>> start Data extract

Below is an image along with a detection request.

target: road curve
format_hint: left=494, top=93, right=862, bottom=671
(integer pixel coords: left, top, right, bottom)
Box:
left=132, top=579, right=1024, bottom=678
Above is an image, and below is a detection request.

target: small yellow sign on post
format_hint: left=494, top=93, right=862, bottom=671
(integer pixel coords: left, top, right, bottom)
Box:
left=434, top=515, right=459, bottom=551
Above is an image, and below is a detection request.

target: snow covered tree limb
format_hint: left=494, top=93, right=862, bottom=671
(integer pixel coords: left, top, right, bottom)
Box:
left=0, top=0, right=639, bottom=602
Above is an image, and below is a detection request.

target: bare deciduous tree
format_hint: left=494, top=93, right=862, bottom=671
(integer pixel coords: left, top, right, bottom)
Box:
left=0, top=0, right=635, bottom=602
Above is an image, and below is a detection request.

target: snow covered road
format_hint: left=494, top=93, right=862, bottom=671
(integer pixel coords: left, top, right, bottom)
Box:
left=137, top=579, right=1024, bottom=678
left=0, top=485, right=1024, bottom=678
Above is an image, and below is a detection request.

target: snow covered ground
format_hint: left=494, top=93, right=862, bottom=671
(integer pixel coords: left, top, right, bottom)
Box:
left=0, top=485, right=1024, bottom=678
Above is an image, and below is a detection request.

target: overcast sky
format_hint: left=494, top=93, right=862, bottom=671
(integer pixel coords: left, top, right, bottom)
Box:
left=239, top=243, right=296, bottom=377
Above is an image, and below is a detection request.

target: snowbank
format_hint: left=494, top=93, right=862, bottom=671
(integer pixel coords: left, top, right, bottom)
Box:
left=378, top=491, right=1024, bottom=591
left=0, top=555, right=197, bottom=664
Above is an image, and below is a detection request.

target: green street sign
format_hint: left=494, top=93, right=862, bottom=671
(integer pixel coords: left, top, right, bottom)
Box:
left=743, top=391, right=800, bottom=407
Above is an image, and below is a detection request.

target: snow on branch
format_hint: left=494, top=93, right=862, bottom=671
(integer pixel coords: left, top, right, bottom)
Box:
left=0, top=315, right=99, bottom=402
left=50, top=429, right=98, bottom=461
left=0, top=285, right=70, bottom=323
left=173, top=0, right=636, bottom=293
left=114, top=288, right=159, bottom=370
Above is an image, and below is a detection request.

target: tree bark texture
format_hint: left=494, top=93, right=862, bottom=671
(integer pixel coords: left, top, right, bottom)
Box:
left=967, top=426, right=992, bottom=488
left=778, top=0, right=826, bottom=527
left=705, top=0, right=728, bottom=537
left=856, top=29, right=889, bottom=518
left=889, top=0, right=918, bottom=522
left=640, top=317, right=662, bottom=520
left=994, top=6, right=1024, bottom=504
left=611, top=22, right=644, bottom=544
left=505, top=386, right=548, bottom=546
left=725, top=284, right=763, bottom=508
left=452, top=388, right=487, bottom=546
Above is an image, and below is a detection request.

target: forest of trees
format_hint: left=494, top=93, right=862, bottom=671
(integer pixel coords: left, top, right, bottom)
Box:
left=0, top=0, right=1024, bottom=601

>> end Data extract
>> start Data extract

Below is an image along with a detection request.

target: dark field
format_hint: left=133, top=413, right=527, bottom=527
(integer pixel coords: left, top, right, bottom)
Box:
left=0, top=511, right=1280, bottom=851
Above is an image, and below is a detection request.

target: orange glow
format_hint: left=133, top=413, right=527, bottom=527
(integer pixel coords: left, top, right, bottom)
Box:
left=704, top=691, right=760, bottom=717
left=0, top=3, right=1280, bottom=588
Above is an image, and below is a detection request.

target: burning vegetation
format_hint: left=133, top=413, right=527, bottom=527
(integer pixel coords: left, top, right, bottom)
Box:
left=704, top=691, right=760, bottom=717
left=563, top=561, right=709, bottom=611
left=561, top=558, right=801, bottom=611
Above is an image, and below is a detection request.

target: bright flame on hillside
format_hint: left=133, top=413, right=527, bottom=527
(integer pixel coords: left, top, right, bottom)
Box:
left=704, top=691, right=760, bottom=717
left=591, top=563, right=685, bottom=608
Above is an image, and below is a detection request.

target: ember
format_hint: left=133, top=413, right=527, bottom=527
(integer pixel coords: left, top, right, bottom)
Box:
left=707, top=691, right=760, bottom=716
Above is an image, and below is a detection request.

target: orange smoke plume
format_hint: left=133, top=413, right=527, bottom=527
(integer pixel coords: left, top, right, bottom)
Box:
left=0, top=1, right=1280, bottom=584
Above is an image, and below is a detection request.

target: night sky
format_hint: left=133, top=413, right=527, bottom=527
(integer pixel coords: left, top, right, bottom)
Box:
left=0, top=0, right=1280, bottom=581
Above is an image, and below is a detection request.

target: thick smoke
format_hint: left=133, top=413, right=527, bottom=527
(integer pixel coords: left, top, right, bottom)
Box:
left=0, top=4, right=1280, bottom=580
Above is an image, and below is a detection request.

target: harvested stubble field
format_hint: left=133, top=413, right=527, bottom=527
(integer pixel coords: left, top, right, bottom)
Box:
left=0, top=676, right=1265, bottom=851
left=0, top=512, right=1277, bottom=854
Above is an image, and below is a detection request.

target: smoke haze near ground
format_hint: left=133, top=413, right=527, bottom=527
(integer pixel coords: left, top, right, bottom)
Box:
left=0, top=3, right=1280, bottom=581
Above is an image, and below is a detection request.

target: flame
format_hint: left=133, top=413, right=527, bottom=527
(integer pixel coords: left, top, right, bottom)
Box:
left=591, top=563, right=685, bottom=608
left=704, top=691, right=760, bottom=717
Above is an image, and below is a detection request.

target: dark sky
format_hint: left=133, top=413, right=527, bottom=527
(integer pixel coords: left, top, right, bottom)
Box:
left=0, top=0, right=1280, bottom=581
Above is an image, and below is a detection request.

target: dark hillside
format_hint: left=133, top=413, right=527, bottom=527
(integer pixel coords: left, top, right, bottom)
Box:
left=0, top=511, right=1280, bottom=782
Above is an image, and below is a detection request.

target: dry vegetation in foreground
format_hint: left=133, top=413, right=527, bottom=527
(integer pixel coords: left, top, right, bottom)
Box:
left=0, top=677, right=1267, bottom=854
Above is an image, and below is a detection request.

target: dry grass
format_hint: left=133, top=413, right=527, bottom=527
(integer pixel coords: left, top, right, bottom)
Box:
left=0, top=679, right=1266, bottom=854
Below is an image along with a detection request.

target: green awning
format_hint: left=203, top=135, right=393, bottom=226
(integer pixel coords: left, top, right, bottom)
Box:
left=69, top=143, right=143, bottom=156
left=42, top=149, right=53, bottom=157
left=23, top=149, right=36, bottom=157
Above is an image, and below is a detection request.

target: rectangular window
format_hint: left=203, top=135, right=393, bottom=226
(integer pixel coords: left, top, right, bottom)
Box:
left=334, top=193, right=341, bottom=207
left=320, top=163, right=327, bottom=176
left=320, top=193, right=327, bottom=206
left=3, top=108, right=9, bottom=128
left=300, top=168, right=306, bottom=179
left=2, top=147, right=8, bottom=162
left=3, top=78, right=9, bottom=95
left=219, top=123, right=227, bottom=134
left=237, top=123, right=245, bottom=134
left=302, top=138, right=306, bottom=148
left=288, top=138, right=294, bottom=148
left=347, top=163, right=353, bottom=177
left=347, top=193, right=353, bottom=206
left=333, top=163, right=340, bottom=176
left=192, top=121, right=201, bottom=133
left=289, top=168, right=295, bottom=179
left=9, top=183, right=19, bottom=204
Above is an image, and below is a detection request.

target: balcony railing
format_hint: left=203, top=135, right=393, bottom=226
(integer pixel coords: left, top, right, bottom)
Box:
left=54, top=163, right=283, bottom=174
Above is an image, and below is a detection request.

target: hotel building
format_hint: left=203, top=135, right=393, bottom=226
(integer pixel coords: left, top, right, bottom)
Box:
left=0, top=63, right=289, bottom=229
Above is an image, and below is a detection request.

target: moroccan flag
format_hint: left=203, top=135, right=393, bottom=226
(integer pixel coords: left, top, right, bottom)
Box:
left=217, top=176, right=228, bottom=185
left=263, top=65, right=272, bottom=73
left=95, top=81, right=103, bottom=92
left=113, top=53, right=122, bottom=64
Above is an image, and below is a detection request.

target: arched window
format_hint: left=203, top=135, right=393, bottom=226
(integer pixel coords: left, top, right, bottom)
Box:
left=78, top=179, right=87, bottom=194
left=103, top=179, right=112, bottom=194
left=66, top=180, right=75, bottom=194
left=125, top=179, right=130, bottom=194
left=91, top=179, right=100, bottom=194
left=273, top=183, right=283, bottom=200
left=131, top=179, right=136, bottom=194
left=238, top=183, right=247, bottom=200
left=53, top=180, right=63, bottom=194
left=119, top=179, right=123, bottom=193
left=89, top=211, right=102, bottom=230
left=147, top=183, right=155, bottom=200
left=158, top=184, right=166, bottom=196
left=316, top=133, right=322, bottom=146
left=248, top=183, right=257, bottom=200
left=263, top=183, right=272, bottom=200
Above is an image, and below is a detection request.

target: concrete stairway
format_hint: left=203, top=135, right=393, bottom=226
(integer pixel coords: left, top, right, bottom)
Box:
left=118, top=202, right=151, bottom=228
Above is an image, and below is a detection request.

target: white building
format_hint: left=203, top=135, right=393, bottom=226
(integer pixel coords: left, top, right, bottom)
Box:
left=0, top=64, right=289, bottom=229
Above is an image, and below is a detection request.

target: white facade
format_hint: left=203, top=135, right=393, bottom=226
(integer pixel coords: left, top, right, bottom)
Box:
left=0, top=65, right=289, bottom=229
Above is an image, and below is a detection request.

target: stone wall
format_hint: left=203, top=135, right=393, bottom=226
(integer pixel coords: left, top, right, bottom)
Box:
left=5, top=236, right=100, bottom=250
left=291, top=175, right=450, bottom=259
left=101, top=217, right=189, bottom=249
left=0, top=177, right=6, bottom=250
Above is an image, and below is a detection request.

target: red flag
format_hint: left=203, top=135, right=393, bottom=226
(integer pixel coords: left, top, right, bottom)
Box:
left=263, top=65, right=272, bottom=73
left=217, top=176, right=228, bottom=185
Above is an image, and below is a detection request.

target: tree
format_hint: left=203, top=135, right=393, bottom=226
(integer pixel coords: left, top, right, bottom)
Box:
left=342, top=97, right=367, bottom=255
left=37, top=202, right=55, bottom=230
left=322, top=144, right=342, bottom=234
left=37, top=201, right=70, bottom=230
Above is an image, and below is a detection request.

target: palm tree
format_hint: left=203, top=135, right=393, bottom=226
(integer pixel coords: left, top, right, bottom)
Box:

>> end Data extract

Task brief
Please show each line of the rows above that contains the word "white", copied in full. Matches must have the same case.

Exercise output
target: white building
target: white facade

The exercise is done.